STATED TASK ▸ Continue the book review below, starting right after its last sentence.

SUPPLIED TEXT ▸
Seriously. I am not kidding you that there are at least fifty pages devoted to this dog, and the dog plays almost no role in the rest of the book.
Part three is where the actual story starts. I suppose you could argue that part one was important for exposition, but not nearly so important as to go on for as long as it did. The rest of the book goes basically like this: "Todd spontaneously decides, post-Dempsey's-death, that he needs a facelift to continue to compete, but it goes SO BADLY that he goes into hiding, coincidentally into Katya's house with the creepy sex mosaic room. This causes Tammy Lauper--the (fat) woman heading his 'appreciation society'--to go stalking for his whereabouts. When Todd discovers the room, he discovers Katya, who has mysteriously not aged in a hundred(?) years due to the inexplicable powers of the room itself, and who craves Todd because she's tired of sexing up the psychotic ghosts that haunt the canyon. I guess. When Tammy discovers Todd, she also (eventually) discovers the room and breaks the spell over it by letting the incredibly hung(!??) son of the Devil himself suckle from her breasts. Katya gets mad that the room is effectively destroyed and kills Todd (who was protecting Tammy). Tammy defeats Katya by managing to open the doors and let in all the ghosts, who tear Katya to pieces (literally, rending flesh)."
That's really the end of the story, but it keeps going, as I mentioned.

ENTRIES PROVIDED ▸
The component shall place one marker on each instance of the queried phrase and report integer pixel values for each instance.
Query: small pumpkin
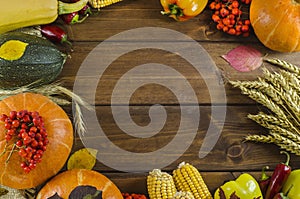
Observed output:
(66, 182)
(60, 135)
(277, 23)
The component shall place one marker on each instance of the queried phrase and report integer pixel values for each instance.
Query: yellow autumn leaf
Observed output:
(84, 158)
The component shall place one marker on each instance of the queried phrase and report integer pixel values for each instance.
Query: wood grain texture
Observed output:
(229, 157)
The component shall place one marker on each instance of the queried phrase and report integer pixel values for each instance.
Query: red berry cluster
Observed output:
(26, 129)
(229, 16)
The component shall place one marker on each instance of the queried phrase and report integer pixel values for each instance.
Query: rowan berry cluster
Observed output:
(27, 131)
(230, 18)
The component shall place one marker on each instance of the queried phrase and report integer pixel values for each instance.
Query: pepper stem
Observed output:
(264, 176)
(287, 157)
(67, 8)
(174, 10)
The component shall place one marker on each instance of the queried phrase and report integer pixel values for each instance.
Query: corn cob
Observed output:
(188, 178)
(160, 185)
(102, 3)
(183, 195)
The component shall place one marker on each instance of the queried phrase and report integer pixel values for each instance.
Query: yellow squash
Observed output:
(18, 13)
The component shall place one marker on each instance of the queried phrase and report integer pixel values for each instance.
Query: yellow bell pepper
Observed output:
(244, 187)
(291, 186)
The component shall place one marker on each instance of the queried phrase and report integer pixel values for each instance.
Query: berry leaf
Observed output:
(3, 191)
(244, 58)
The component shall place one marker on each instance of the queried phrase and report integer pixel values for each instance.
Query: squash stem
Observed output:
(66, 8)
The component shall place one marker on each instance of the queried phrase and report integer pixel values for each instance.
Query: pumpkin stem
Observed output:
(4, 151)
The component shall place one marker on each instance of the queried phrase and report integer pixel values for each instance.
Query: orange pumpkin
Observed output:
(60, 136)
(65, 182)
(277, 23)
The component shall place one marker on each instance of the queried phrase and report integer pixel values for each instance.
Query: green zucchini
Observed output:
(28, 59)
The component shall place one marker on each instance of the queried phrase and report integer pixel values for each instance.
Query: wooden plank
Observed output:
(153, 93)
(230, 152)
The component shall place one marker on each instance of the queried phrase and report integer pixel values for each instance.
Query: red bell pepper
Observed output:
(278, 178)
(55, 34)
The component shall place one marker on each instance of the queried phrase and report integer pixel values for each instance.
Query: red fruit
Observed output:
(3, 117)
(13, 115)
(15, 123)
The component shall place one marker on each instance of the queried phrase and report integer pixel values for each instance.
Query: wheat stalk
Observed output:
(266, 120)
(279, 92)
(285, 65)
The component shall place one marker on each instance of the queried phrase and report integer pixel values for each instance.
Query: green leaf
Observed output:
(3, 191)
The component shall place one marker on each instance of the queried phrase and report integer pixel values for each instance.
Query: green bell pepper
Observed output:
(244, 187)
(291, 186)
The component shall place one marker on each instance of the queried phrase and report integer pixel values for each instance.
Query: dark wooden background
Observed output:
(230, 156)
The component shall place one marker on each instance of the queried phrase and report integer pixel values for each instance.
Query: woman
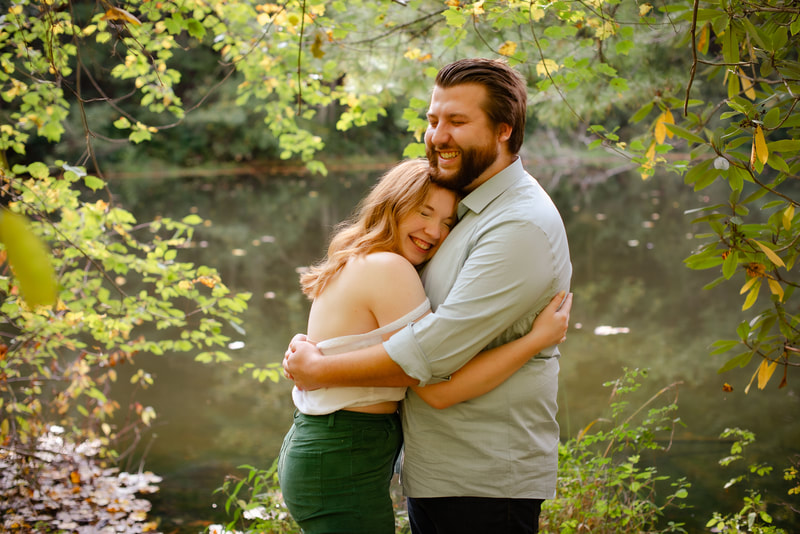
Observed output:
(336, 461)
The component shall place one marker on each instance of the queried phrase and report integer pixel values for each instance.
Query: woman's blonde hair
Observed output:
(373, 225)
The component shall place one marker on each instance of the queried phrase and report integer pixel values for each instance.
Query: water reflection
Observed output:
(627, 239)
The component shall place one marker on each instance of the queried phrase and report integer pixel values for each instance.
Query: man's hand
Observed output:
(300, 361)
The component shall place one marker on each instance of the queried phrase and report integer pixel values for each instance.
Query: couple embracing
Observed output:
(445, 349)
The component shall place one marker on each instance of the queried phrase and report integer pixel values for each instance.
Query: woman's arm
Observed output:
(492, 367)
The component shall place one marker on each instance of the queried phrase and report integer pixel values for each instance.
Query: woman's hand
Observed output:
(552, 323)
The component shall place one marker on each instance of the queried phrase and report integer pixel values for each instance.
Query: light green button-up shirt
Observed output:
(501, 264)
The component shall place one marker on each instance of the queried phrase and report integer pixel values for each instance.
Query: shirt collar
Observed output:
(485, 193)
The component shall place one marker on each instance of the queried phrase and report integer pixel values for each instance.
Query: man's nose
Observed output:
(438, 135)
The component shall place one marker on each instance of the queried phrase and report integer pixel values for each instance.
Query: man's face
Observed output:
(461, 142)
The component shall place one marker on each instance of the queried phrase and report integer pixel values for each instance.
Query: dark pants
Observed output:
(335, 470)
(474, 515)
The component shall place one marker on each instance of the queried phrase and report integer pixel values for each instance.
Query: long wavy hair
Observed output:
(372, 227)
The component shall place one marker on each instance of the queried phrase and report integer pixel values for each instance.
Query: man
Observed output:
(484, 465)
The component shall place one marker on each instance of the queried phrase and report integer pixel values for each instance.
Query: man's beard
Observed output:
(473, 162)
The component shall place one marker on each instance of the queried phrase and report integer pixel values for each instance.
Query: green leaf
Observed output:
(738, 361)
(140, 135)
(195, 29)
(93, 182)
(729, 264)
(642, 112)
(39, 170)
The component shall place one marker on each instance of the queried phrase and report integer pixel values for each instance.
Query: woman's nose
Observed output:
(434, 230)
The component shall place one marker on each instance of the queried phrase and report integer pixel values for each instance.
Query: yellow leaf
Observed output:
(760, 144)
(115, 13)
(29, 259)
(774, 258)
(546, 67)
(751, 297)
(776, 288)
(788, 217)
(662, 132)
(508, 48)
(765, 371)
(651, 158)
(748, 285)
(747, 389)
(703, 39)
(747, 85)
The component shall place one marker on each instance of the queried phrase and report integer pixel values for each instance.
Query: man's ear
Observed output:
(504, 132)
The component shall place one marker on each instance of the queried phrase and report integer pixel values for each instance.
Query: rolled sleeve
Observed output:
(403, 348)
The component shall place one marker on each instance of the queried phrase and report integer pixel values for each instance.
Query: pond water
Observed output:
(636, 305)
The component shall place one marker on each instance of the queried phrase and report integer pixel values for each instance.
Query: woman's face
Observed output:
(422, 231)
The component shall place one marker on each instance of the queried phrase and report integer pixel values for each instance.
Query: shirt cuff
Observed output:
(403, 348)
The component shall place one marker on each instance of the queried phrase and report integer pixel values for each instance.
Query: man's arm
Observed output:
(511, 271)
(371, 366)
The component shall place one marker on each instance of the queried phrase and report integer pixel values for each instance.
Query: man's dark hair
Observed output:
(507, 96)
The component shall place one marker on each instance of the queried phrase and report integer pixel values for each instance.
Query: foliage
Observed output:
(72, 492)
(753, 516)
(122, 288)
(254, 502)
(723, 108)
(603, 484)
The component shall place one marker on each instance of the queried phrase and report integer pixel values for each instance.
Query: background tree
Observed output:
(708, 90)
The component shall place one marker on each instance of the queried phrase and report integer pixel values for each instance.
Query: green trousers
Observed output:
(334, 471)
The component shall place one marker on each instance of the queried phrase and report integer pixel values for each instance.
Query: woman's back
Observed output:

RESPONSE BELOW ▸
Because he died protecting Tammy, Todd ends up as a form of ghost, which Tammy and Todd's agent discover when they go back to the house "because it felt like unfinished business." There, they find Todd as a partial ghost, sporting a permanent hard-on (as important as THAT is) and running from a bright light that's apparently an angel come to take him to Heaven, seeing as he's dead and all. Todd runs for a while, but after Tammy gets hit, he decides that getting her to safety is more important than not going to Heaven and being dead, so after Tammy is safe, he rejoins his dog.
Yes, the fifty pages of dying dog is important for ONE SENTENCE at the end.
I guess, if anything, I found myself actually growing to like Tammy, who initially comes across as a delusional fanatic so centered on this one actor's looks as to make it nearly her entire life (as her husband leaves her in the end, but her fanatical devotion to Todd makes it surprising that she had a husband in the first place). Her fatness is a strange thing to fix on for so much of the book, where nearly every person who speaks to or even sees her can only think about how fat she is, but it's also a little refreshing to have a deliberately unattractive central female character--however shallow she starts out being.
It's just too bad about the rest of the book.
I can't honestly recommend Coldheart Canyon to anyone. I can't even begin to imagine what audience this is for, except MAYBE whoever claims to like the
Fifty Shades of Grey books. It's like a particularly trashy trashy romance, with a side of trash in its own trashy collectible trash bin. If you paid money for this, you got robbed. I didn't pay a thing, and I feel robbed. I want my three hours back!